## INSTRUCTIONS FOR THE TASK:
Copy everything from "CARDINAL Keith O’Brien" down to "Mohmed Al Megrahi." in the article on Cardinal O'Brien, swapping "Lockerbie bomber" for "convicted bomber".

## READING PASSAGE:
--*--
Cardinal O’Brien attacks Americans for their criticism of Lockerbie bomber’s release

CARDINAL Keith O’Brien has said Americans have no right to question Scotland’s justice system over the release of the Lockerbie bomber Abdelbaset Ali Mohmed Al Megrahi.

Writing in an article for a Sunday newspaper the cardinal said there was a ‘clash of cultures’ between Scotland’s compassion and the American thirst for vengeance.

“In Scotland over many years we have cultivated through our justice system what I hope can be described as a ‘culture of compassion,’” he said. “On the other hand, there still exists in many parts of the US, if not nationally, an attitude towards the concept of justice which can only be described as a ‘culture of vengeance.’”

Response

The cardinal said he was moved to write in response to recent attempts by the Foreign Relations Committee of the US Senate to summon Scotland’s First Minister Alex Salmond, justice secretary Kenny MacAskill and the former UK home secretary Jack Straw to a hearing in Washington.

In Scotland over many years we have cultivated through our justice system what I hope can be described as a ‘culture of compassion. On the other hand, there still exists in many parts of the US, if not nationally, an attitude towards the concept of justice which can only be described as a ‘culture of vengeance.’

His Eminence said that like First Minister Alex Salmond, he believed Scottish ministers are only ‘accountable to the Scottish Parliament and ultimately the Scottish people alone.’

Though the cardinal stressed that the murder of 270 people on board Pan Am flight 103 and in the town of Lockerbie on December 21, 1988 was an act of unbelievable ‘horror and gratuitous barbarity,’ vengeance was not the answer.
--*--
[Stored records]
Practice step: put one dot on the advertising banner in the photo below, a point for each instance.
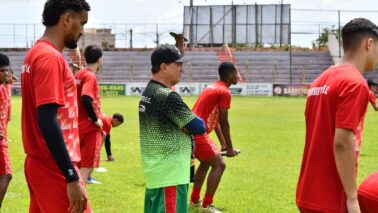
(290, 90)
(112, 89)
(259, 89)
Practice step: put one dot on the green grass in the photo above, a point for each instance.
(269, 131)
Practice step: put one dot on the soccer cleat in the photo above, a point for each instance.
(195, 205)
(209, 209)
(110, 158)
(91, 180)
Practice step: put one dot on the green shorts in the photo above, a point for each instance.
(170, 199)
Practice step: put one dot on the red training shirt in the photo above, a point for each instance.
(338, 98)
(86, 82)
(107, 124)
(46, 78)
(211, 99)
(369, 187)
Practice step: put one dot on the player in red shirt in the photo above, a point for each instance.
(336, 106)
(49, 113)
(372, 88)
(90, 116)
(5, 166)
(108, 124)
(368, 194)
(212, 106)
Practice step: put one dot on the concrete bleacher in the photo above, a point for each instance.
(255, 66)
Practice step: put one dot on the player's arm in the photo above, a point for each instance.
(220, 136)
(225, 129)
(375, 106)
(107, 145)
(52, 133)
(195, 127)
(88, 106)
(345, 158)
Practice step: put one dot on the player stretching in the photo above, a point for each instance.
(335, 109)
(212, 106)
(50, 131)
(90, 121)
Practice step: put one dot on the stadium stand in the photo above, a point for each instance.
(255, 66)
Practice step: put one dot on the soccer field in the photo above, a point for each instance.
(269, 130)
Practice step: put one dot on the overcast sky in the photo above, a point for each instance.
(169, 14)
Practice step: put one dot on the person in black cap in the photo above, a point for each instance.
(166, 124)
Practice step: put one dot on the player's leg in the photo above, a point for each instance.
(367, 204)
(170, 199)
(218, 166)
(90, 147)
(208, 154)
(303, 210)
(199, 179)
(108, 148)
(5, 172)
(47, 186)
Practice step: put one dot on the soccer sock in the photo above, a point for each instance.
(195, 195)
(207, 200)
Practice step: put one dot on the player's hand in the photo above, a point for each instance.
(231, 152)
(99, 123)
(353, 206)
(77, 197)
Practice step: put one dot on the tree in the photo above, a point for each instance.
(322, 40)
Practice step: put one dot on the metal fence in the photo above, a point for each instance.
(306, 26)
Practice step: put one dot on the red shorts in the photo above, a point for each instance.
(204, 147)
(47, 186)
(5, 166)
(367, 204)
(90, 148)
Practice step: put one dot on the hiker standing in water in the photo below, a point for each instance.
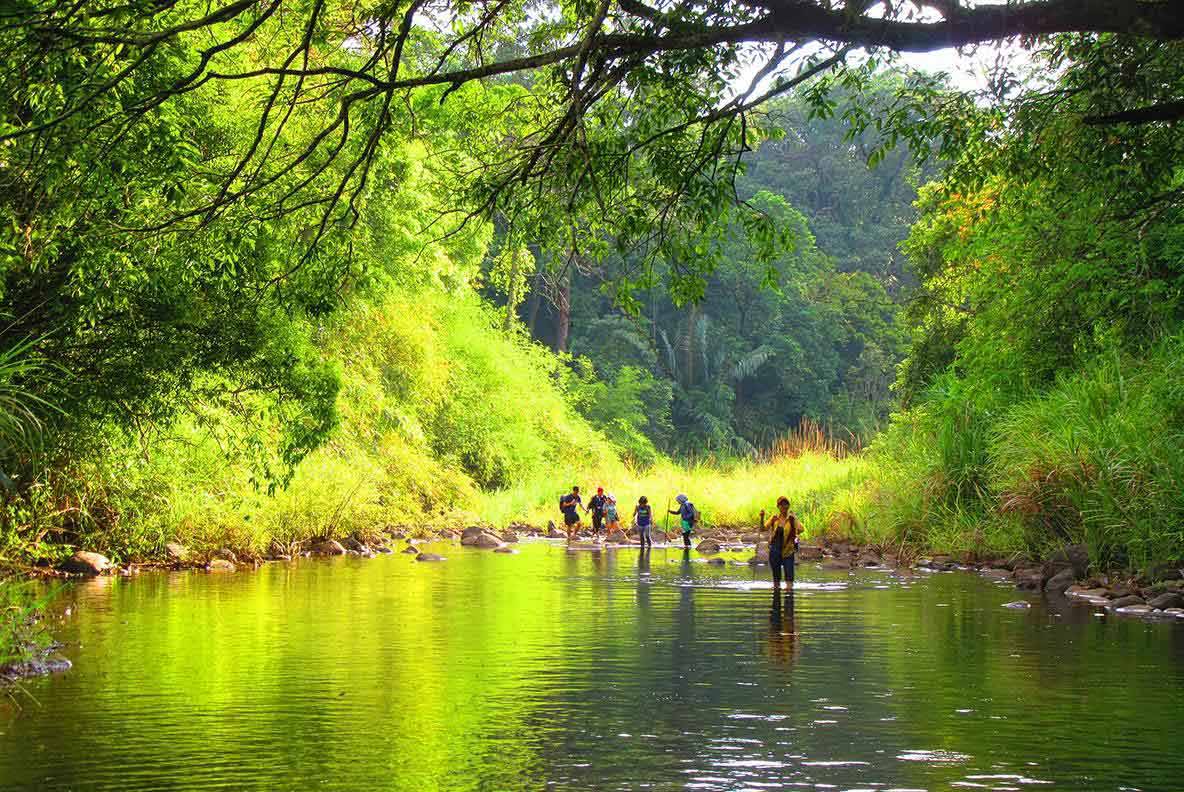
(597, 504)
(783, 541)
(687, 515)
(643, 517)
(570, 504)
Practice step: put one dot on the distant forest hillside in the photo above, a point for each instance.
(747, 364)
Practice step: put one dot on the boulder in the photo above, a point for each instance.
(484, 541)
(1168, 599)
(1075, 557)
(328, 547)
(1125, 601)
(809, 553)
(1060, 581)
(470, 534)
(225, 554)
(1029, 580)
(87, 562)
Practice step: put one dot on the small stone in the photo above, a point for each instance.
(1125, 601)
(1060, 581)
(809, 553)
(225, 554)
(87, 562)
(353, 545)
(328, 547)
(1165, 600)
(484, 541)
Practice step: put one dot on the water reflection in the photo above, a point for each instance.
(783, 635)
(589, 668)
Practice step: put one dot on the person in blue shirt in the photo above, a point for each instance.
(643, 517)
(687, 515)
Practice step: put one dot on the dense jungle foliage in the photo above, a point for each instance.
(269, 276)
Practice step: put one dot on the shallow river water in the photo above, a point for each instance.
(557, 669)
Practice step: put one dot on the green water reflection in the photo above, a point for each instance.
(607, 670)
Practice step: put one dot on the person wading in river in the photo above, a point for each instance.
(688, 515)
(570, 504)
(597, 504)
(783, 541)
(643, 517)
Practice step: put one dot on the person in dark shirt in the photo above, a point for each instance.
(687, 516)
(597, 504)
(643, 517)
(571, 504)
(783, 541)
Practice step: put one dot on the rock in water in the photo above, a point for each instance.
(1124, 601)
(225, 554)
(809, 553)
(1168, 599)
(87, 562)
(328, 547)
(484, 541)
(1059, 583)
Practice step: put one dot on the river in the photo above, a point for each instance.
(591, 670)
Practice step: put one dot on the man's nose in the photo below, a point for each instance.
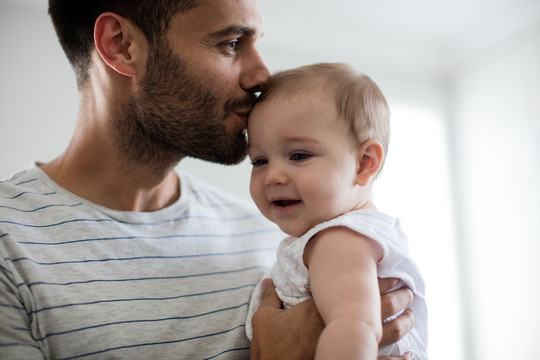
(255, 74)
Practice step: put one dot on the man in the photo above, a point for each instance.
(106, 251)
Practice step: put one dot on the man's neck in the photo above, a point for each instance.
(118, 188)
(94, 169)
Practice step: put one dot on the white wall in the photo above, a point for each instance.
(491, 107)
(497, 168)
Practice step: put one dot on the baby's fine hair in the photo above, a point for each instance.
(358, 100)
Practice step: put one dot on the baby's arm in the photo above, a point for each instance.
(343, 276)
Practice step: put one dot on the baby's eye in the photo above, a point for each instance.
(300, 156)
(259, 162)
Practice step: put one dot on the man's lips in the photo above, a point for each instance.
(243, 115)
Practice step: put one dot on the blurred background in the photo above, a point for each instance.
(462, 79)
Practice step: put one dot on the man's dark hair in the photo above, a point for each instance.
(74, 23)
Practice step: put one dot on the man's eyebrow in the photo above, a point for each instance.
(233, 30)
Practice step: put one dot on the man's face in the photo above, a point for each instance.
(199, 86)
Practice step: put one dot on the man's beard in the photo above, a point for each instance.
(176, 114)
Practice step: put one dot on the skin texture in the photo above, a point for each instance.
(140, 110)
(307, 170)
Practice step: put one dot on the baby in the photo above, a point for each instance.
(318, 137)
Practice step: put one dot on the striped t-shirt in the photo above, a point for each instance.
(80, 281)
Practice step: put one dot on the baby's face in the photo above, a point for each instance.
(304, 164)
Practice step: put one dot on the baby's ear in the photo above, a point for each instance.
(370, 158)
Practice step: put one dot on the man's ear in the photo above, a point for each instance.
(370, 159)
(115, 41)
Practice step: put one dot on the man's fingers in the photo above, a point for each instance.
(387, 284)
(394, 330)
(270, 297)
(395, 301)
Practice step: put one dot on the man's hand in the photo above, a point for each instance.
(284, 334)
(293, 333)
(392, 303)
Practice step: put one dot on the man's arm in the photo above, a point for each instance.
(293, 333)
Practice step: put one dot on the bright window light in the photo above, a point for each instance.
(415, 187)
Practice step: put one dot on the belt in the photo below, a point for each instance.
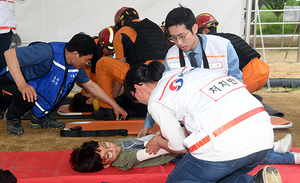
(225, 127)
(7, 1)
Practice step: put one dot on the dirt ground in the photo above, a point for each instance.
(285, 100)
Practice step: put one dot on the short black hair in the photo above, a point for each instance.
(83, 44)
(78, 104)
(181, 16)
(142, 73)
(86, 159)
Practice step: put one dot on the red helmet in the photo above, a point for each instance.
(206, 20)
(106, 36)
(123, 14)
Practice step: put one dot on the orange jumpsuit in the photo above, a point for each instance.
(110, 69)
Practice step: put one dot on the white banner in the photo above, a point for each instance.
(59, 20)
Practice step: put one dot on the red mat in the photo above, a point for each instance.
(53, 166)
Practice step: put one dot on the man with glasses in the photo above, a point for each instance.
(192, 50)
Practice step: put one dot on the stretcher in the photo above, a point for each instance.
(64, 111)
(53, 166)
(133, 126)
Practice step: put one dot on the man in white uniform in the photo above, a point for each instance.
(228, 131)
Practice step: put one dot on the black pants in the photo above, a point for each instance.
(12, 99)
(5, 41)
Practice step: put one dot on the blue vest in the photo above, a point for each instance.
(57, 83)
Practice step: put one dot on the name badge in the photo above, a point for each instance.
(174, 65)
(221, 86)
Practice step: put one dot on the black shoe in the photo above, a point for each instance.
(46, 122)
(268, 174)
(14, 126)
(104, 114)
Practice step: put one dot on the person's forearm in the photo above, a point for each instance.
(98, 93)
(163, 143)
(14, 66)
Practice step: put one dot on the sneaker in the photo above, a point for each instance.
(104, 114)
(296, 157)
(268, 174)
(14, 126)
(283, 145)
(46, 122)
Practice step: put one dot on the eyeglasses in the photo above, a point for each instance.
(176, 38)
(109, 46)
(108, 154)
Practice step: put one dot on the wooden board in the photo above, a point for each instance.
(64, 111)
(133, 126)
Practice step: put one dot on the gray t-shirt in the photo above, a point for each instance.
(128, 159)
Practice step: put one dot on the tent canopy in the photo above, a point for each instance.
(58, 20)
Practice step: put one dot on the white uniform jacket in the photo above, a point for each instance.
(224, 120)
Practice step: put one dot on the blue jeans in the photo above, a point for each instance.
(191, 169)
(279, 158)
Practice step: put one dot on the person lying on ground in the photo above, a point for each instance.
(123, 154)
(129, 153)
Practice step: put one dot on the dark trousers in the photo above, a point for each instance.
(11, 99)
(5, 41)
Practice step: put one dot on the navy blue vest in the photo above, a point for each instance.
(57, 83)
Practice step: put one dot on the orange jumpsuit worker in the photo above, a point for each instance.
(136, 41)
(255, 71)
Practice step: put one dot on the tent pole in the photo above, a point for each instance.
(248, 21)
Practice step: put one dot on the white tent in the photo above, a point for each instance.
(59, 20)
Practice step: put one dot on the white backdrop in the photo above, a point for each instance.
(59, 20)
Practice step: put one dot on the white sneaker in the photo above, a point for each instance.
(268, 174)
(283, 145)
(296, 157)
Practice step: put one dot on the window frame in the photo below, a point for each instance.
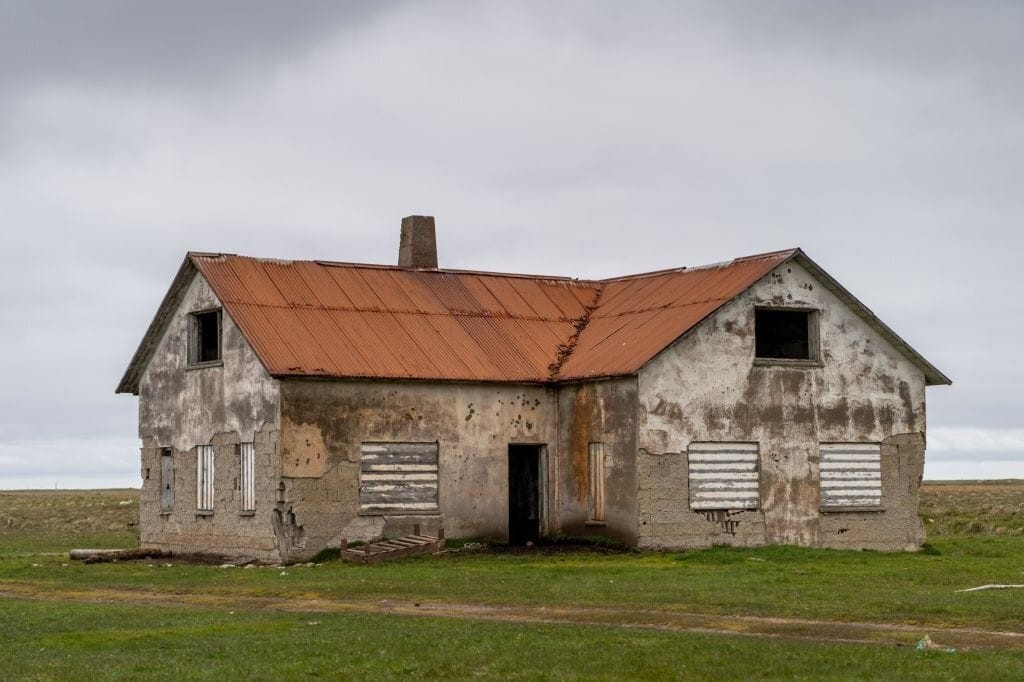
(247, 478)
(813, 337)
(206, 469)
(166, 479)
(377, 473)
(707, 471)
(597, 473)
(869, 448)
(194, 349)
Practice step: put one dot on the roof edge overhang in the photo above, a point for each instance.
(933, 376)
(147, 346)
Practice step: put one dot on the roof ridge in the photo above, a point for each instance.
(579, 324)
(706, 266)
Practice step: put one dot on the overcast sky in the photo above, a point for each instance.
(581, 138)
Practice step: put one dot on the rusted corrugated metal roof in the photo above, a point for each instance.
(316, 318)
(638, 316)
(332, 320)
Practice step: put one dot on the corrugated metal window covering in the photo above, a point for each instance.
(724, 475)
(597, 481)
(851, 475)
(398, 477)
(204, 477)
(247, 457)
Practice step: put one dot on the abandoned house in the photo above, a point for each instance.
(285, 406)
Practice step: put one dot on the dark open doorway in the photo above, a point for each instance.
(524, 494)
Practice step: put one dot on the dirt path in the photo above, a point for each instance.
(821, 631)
--*--
## EXERCISE SOLUTION:
CARDINAL Keith O’Brien has said Americans have no right to question Scotland’s justice system over the release of the convicted bomber Abdelbaset Ali Mohmed Al Megrahi.